TASK LIST:
a) Rewrite the part of the forest livelihoods passage between "That’s where Stand" and "forest to farmland.", inclusive, switching "NGOs" to "nonprofits".
b) Proceed with the forest livelihoods passage, picking up after its final sentence.

GIVEN TEXT:
People & Livelihoods

Jobs. Clean water. Reducing poverty. Sustainable incomes. Fuel and shelter. Here are just a few of the many ways that Stand For Trees projects give communities a meaningful alternative to deforestation.

Forests in the developing world are critical to the lives of the people that call them home.

For many, losing forests means losing a vital resource for their daily lives. For others, losing forests impacts the health and safety of their homes. Even if they are able to temporarily improve their lives by clearing forests, in the long term they end up worse off.

That’s where Stand For Trees comes in.

Sustainable development and alternative livelihoods

Many of our projects employ people in a variety of roles. These could be making eco-friendly clothing; patrolling the forest; growing small-scale crops; or working in wildlife centres. Most projects also pay a part of their carbon income to people who live in or near the project area. (That carbon income comes from the certificates you buy from us.)

Projects also might use that income to increase funding for local NGOs. These NGOs then use that money to create or expand social development programs, to partner with government agencies, or to increase other operations. Some of them provide training and supplies to farmers to help them improve crop yields. Once that happens, farmers can harvest the same amount from less land and avoid having to convert forest to farmland.

Then there is institutional support, like helping to set up eco-tourism businesses. Or there are farming cooperatives, which help members get better prices for their products.

All of this helps improve forest communities’ lives. It reduces the worry of people not knowing how much they will earn. It means that projects support many more people than just the jobs they hire for. And that’s how it creates sustainable alternatives to deforestation.

Education and health care

Education in rural communities is often in short supply, with a shortage of teachers and resources. Projects help to fix this in many ways. Some build schools and classrooms, hire teachers, buy books, expand access to education – or all of the above – themselves. In others, locals use the money they are paid for keeping their forests standing.

MATERIAL SUPPLIED:

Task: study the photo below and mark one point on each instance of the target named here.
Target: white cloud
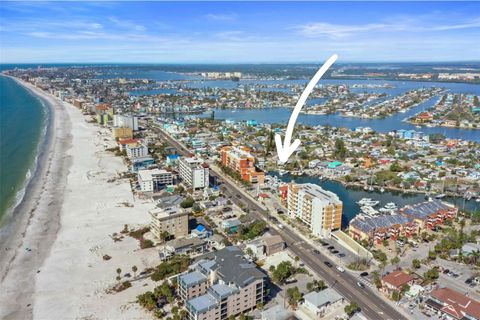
(221, 16)
(407, 24)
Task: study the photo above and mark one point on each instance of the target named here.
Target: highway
(372, 306)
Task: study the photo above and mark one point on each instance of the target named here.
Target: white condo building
(154, 179)
(194, 172)
(125, 121)
(136, 150)
(320, 210)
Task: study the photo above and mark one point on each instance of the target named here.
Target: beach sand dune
(73, 278)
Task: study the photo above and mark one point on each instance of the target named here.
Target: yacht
(369, 210)
(368, 202)
(391, 206)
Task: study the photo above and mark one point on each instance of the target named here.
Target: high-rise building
(194, 172)
(221, 285)
(319, 209)
(241, 161)
(154, 179)
(125, 121)
(173, 220)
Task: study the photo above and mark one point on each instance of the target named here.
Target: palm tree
(134, 269)
(119, 271)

SOLVED TASKS:
a)
That’s where Stand For Trees comes in.

Sustainable development and alternative livelihoods

Many of our projects employ people in a variety of roles. These could be making eco-friendly clothing; patrolling the forest; growing small-scale crops; or working in wildlife centres. Most projects also pay a part of their carbon income to people who live in or near the project area. (That carbon income comes from the certificates you buy from us.)

Projects also might use that income to increase funding for local nonprofits. These nonprofits then use that money to create or expand social development programs, to partner with government agencies, or to increase other operations. Some of them provide training and supplies to farmers to help them improve crop yields. Once that happens, farmers can harvest the same amount from less land and avoid having to convert forest to farmland.

b)
Projects also improve access to clean water. This could be by helping households directly or by improving infrastructure around the community. Of course, this also helps to improve schooling results. When families and children don’t have to spend hours every day fetching water, there’s more time for school.

As for health care, projects have built clinics and hired nurses and medical workers. By doing this, they’ve brought care to areas which previously had barely any services – or were not served at all.

Reducing poverty and saving cultures

Many of our forests have great spiritual and cultural significance for indigenous groups. Saving the forests helps protect these groups’ livelihoods, culture, and traditions.

The rural poor also rely much more heavily on forests for day to day life than the urban poor. They use plants and trees for food, medicines, fuelwood, building materials, and much more. This helps them cope with job losses, food shortages, and other challenges. And in some cases, the forests even help to protect against disasters like landslides, floods, or water shortages.

So, without the forests, locals would have no other way to meet their daily needs. And they would be much worse off in case of an emergency.

That’s why communities become extra vulnerable to poverty, hunger, sickness, and instability when they lose the forests they rely on so deeply.

And that’s why saving forests is so important for poverty alleviation and livelihoods.